[Exercise goal] Pull out every line in the records that contains the string "frame".

(Bounding box annotation entries)
-- BEGIN --
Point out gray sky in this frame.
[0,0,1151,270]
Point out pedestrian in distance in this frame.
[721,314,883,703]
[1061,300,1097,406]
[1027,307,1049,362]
-- END --
[Full output]
Point out gray sky in this frame.
Point out pedestrian in distance in this frame.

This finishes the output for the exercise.